SET TASKS:
1. Rewrite the portion of the ML meet thread starting at "Sorry if i got" and ending at "take pics of.", with "pics" changed to "photos" each time it occurs.
2. According to the ML meet thread, which parts does jpromo's Panther project still need?
##### EXCERPT #####
I had a great time at ML this year found a lot of small stuff to add to the collection and some great bikes. That sure is a nice miss America project. Always been one of my favorite girls bike. And it was nice meeting some new friends there and meeting with old ones. See you next year


----------



## jpromo (Oct 27, 2012)

Yes, another fun ML meet. The rain probably kept some away in the morning but everybody there was in good spirits. I could only swing by for a few hours Friday morning but got to spend some money and shoot the breeze with people. I picked up a decent '53-4ish Panther project needing the usual parts (Rocket Ray, tank, guard). It's got a Phantom seat, as well so I can probably put that towards getting some of the correct stuff.

The shop is great because they really do have a wide variety of stuff available and the prices are quite palatable.


----------



## THEGOLDENGREEK (Oct 27, 2012)

npence said:


> I had a great time at ML this year found a lot of small stuff to add to the collection and some great bikes. That sure is a nice miss America project. Always been one of my favorite girls bike. And it was nice meeting some new friends there and meeting with old ones. See you next year




Yes it was good time. And you got a great project to be working on for the winter and a good donor bike. Good luck!!


----------



## Butch (Oct 27, 2012)

*ya got me*



THEGOLDENGREEK said:


> View attachment 71428View attachment 71429View attachment 71430View attachment 71431




Quite a lot of cool stuff. Picked up a few parts for really cheap and had a great time. That's me in the picture  holding a chainguard with a friend I work with talking with Scott on Thursday. Can't wait till next year.


----------



## THEGOLDENGREEK (Oct 27, 2012)

Butch said:


> Quite a lot of cool stuff. Picked up a few parts for really cheap and had a great time. That's me in the picture  holding a chainguard with a friend I work with talking with Scott on Thursday. Can't wait till next year.




Sorry if i got you in a pic my bad. i was trying to take pics of all the bikes!!


----------



## Butch (Oct 27, 2012)

No problem, there was some cool things to take pics of.


----------



## jd56 (Oct 27, 2012)

jpromo said:


> Yes, another fun ML meet. The rain probably kept some away in the morning but everybody there was in good spirits. I could only swing by for a few hours Friday morning but got to spend some money and shoot the breeze with people. I picked up a decent '53-4ish Panther project needing the usual parts (Rocket Ray, tank, guard). It's got a Phantom seat, as well so I can probably put that towards getting some of the correct stuff.
> 
> The shop is great because they really do have a wide variety of stuff available and the prices are quite palatable.
##### DATA EXTRACT #####
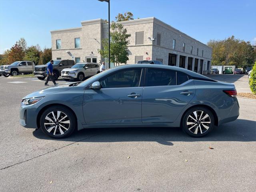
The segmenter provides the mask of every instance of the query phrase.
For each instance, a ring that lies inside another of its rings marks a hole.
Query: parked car
[[[0,76],[3,75],[5,77],[8,77],[10,75],[10,73],[6,73],[5,72],[5,70],[8,68],[8,67],[9,65],[1,65],[1,66],[0,66]]]
[[[16,61],[5,67],[4,72],[7,75],[15,76],[20,73],[33,73],[35,65],[29,61]]]
[[[212,74],[218,74],[219,70],[218,69],[212,69]]]
[[[138,62],[138,64],[158,64],[158,65],[163,65],[163,63],[159,61],[153,61],[144,60],[143,61],[139,61]]]
[[[100,64],[95,63],[78,63],[71,68],[66,68],[61,71],[61,77],[65,80],[75,79],[79,81],[84,80],[100,72]]]
[[[235,70],[234,72],[234,74],[241,74],[242,73],[242,72],[243,72],[243,71],[241,70],[241,69],[236,68],[236,69],[235,69]]]
[[[125,65],[27,95],[20,123],[54,138],[76,129],[180,126],[199,137],[237,118],[236,96],[234,84],[181,68]]]
[[[47,76],[47,65],[49,63],[50,61],[45,65],[37,65],[35,67],[34,74],[38,79],[43,80]],[[75,61],[74,60],[54,60],[53,72],[55,80],[61,75],[62,70],[67,67],[71,67],[74,64]]]

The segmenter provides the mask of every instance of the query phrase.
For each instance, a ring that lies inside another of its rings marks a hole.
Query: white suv
[[[82,81],[86,77],[99,73],[100,66],[98,63],[78,63],[71,68],[66,68],[61,71],[61,77],[66,81],[76,79]]]

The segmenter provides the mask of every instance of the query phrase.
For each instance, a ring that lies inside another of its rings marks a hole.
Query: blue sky
[[[256,0],[110,0],[110,20],[132,12],[154,16],[206,44],[232,35],[256,40]],[[97,0],[0,0],[0,52],[21,37],[28,45],[51,47],[50,30],[78,27],[80,22],[108,18],[108,4]]]

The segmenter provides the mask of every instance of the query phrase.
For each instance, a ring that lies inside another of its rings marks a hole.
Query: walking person
[[[53,74],[53,66],[52,66],[52,64],[53,64],[53,60],[51,60],[51,61],[50,63],[47,64],[47,71],[46,72],[46,73],[47,74],[47,78],[46,79],[46,81],[45,81],[45,83],[44,83],[44,85],[49,85],[48,84],[48,82],[50,79],[51,79],[52,81],[54,83],[54,85],[57,85],[58,84],[56,83],[55,82],[55,80],[54,80],[54,77],[52,75]]]
[[[105,70],[106,70],[105,68],[105,62],[103,62],[100,68],[100,72],[102,72]]]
#####
WORKED ANSWERS:
1.
Sorry if i got you in a pic my bad. i was trying to take photos of all the bikes!!


----------



## Butch (Oct 27, 2012)

No problem, there was some cool things to take photos of.

2. It needs the usual parts: a Rocket Ray, a tank and a guard.